_What is required:_ Please continue the passage on processing strategies for imbalanced clinical data, picking up after its final sentence; the items that follow it are separate.

Clinical databases often exhibit missing values, high dimensionality, and class imbalance, necessitating robust processing strategies (Mohammadi et al., 2023; Chan et al., 2023; Iacobescu et al., 2024; Hosseini et al., 2024; Öztekin and Özyılmaz, 2025). Prior studies have addressed these challenges using techniques such as SMOTE and GSCV (Oliveira et al., 2023). For instance, Iacobescu et al. (2024) utilized SMOTE and GSCV to enhance model performance in a highly imbalanced dataset (91.91% vs. 8.09%); however, they did not quantify the impact of processing. Hosseini et al. (2024) analyzed 9,073 AMI patients and reported an AUROC of 0.866 for the RF model following the application of SMOTE. Similarly, Öztekin and Özyılmaz (2025) employed SMOTE with 38 features to develop an in-hospital mortality model, achieving high predictive performance, despite a small sample size. Nonetheless, these studies did not evaluate the statistical significance of processing on model performance or delineate when SMOTE is necessary. In our study, we systematically assessed various processing strategies and confirmed, using DeLong’s test, that there were no significant differences in AUROC. Consequently, we selected the simplest effective approach to maximize model interpretability and clinical relevance.

_Extracted data:_
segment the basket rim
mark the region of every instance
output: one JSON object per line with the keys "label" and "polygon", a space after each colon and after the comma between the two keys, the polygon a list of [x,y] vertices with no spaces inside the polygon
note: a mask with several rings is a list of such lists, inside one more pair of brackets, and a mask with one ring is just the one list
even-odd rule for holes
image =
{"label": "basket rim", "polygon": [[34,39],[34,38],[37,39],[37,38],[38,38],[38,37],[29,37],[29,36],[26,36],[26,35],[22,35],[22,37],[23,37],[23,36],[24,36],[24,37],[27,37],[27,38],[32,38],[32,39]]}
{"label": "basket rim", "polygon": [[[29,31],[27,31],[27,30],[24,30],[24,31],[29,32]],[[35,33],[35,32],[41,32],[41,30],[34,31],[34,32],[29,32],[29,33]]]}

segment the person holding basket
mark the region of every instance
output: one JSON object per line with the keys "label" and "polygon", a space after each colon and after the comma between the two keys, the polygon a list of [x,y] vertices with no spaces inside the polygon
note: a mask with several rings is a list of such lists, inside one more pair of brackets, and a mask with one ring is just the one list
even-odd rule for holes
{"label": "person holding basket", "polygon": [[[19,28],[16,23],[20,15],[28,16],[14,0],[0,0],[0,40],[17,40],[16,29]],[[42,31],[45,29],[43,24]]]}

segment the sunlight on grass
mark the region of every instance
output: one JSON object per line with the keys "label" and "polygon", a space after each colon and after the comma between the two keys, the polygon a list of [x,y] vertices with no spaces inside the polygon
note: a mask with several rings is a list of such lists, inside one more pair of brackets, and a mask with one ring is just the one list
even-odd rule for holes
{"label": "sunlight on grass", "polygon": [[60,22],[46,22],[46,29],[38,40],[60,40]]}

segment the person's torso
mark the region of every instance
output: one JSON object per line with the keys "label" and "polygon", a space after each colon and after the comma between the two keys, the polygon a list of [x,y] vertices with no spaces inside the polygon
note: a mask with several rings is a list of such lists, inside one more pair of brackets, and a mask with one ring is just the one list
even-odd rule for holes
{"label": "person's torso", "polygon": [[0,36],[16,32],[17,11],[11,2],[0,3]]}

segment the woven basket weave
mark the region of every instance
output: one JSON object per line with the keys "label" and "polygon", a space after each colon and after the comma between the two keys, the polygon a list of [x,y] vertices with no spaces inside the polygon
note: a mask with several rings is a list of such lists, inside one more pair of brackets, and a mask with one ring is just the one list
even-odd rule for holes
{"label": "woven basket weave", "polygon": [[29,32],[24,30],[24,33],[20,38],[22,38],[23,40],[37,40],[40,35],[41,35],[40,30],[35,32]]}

_Result:_
Choosing the most suitable ML algorithm remains a significant challenge in predictive modeling (Yang et al., 2025; Liu et al., 2022; Jeong et al., 2024). Most studies recommend algorithm based on conventional metrics—such as AUROC, F1-score, precision, sensitivity, and accuracy—yet few assess the statistical significance between models (Zhang et al., 2023; Zheng et al., 2023). For instance, D'Ascenzo et al. (2021) developed the PRAISE score for one-year mortality in ACS patients using adaptive boosting (Adaboost), naive bayes, KNN, and RF, concluding that Adaboost performed the best. Khera et al. (2021) compared four models (XGBoost, neural networks, meta-classifier, and LR) for predicting in-hospital AMI mortality, finding no significant improvement of ML models over LR, with all AUPRC values below 0.4. Although these comparisons are informative, they lack statistical testing. Notably, Hu et al. (2024) employed the DeLong test to evaluate algorithmic differences, thereby adding methodological rigor. In our study, we compared RF, LightGBM, XGBoost, LR, KNN, and DNN. Ensemble methods like RF reduce variance through bagging, while LightGBM and XGBoost enhance accuracy via boosting and regularization. LR provides interpretability, KNN offers flexibility with structured data, and DNNs excel in handling complex, high-dimensional data. Our findings support the growing consensus that there is no universally best algorithm—only the most contextually appropriate one. Despite algorithmic advances, improvements are not always statistically significant, as confirmed by our results.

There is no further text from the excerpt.